### 주어진 데이터
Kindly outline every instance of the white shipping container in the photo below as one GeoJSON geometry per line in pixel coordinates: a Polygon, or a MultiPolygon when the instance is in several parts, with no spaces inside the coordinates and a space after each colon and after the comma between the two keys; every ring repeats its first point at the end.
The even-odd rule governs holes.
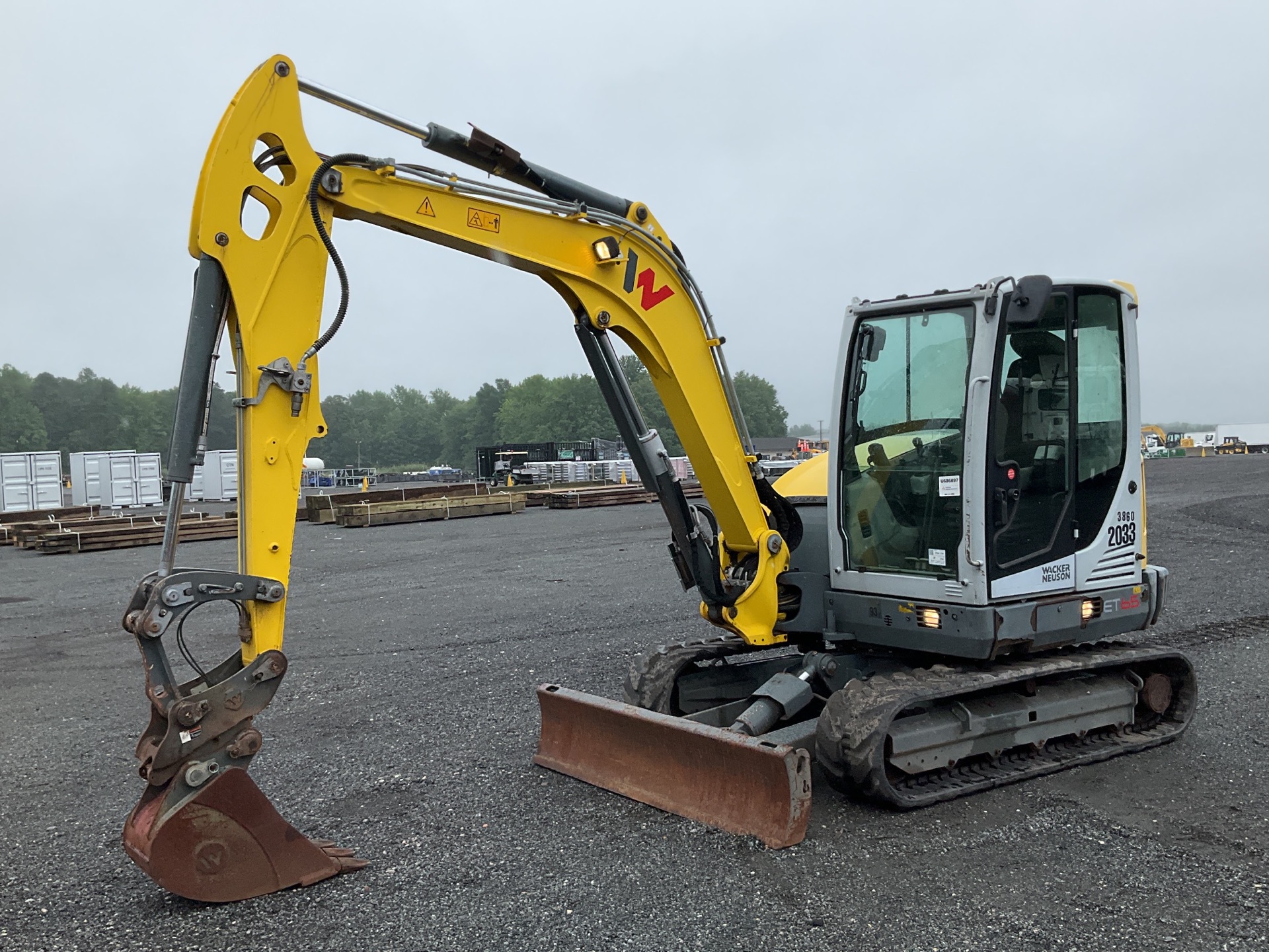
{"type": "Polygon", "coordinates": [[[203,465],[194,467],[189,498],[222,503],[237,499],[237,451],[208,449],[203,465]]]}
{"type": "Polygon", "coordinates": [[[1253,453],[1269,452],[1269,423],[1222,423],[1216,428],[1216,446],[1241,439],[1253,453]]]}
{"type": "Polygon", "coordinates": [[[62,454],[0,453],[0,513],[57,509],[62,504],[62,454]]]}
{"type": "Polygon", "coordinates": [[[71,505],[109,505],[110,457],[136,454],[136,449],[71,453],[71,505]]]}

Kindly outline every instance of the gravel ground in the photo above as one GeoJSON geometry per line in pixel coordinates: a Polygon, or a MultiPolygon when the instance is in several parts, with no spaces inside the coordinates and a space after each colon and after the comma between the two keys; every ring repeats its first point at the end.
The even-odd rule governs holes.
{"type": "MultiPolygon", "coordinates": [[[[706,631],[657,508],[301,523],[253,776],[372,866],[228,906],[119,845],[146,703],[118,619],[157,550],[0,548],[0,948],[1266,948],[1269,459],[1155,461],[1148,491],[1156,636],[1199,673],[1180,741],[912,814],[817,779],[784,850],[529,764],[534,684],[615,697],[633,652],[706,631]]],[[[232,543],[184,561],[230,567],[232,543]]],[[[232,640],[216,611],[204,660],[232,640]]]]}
######
### 주어진 데이터
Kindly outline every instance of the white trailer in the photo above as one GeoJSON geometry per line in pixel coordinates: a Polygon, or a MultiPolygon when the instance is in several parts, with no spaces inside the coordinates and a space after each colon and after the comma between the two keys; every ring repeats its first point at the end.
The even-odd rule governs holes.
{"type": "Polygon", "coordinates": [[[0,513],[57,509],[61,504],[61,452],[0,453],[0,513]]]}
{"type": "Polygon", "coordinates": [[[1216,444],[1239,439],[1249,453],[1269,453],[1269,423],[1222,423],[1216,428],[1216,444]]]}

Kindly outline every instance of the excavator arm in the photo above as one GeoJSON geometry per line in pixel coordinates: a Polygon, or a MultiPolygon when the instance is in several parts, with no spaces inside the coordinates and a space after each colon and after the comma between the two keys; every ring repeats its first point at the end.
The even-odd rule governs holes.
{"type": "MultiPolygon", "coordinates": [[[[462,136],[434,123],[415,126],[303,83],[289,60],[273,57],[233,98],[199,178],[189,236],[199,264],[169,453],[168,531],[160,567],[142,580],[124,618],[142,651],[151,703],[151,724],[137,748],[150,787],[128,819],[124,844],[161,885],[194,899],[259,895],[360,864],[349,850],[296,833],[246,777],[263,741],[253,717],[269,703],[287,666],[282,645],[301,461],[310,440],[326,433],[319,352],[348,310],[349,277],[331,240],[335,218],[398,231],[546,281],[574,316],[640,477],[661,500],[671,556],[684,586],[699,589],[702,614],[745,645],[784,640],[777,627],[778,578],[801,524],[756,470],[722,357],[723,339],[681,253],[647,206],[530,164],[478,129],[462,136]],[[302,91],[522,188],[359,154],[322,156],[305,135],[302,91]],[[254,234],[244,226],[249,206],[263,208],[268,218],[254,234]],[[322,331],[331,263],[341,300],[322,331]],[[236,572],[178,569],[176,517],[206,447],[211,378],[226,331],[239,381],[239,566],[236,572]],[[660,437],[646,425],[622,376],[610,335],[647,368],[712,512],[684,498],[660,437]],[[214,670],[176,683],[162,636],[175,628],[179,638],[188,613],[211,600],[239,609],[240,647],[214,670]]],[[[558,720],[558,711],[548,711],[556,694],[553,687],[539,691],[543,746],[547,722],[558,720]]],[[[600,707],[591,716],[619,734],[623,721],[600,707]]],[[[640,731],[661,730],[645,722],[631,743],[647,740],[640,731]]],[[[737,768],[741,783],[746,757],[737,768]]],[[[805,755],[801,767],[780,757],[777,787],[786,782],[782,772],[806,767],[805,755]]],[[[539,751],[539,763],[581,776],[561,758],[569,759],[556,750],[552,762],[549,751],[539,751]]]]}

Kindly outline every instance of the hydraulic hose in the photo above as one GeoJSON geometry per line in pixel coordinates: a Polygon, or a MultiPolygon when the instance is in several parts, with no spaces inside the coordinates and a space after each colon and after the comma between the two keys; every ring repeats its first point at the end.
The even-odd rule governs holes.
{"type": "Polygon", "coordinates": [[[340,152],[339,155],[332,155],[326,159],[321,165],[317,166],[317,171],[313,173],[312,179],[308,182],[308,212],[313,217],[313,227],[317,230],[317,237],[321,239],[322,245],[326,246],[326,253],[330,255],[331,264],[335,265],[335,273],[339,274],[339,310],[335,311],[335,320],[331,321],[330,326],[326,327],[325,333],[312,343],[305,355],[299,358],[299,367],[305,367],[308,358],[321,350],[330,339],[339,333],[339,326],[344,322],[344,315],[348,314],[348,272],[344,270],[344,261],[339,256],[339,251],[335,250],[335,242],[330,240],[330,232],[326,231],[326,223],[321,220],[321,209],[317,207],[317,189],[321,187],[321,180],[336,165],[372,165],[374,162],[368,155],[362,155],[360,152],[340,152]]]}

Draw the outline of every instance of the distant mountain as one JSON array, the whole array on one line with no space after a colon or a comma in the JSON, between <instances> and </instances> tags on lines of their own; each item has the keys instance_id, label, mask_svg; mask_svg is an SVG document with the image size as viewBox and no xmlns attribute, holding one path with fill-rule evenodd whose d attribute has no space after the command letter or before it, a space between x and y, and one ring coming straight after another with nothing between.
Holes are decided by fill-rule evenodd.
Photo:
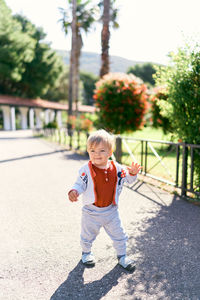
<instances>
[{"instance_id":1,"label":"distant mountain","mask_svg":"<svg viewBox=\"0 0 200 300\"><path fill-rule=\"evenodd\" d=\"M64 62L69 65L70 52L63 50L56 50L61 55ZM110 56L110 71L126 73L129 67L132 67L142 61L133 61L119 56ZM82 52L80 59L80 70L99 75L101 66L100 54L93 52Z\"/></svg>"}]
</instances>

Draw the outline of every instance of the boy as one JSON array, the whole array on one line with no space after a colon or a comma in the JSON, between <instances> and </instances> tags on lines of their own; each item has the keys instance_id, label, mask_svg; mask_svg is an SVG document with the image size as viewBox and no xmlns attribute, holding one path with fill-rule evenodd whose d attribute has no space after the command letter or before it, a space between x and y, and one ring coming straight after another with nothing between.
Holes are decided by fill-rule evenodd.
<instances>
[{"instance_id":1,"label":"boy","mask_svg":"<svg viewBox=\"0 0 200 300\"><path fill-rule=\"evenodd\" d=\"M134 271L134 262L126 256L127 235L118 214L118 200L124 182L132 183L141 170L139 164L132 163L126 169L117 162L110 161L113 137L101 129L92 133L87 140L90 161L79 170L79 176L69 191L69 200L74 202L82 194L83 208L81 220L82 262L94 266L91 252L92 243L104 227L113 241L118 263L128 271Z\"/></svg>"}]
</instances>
######
→ 작성할 내용:
위 레코드에서 문자열 "xmlns"가 들어 있는 줄을 하나도 빠짐없이 추출해 주세요. 대소문자는 구분합니다.

→ 완성된 과제:
Draw the outline of every instance of the distant mountain as one JSON array, the whole array on one line with no space after a colon or a comma in the JSON, between <instances> and </instances> tags on lines of their own; each item has the keys instance_id, label, mask_svg; mask_svg is an SVG document with the image size as viewBox and no xmlns attribute, holding one path with fill-rule evenodd whose d attribute has no space after the command letter or before it, a space between x and y, and one ring coming straight after another with nothing between.
Draw the outline of every instance of the boy as one JSON array, the whole array on one line with no space after a colon or a comma in the JSON, between <instances> and </instances> tags on lines of their own; each item has the keys instance_id, label, mask_svg; mask_svg is an SVG document with the image size as viewBox and no xmlns attribute, holding one path with fill-rule evenodd whose d attribute has no space after the command letter or before it, a space between x and y, and one ring coming straight after another with nothing between.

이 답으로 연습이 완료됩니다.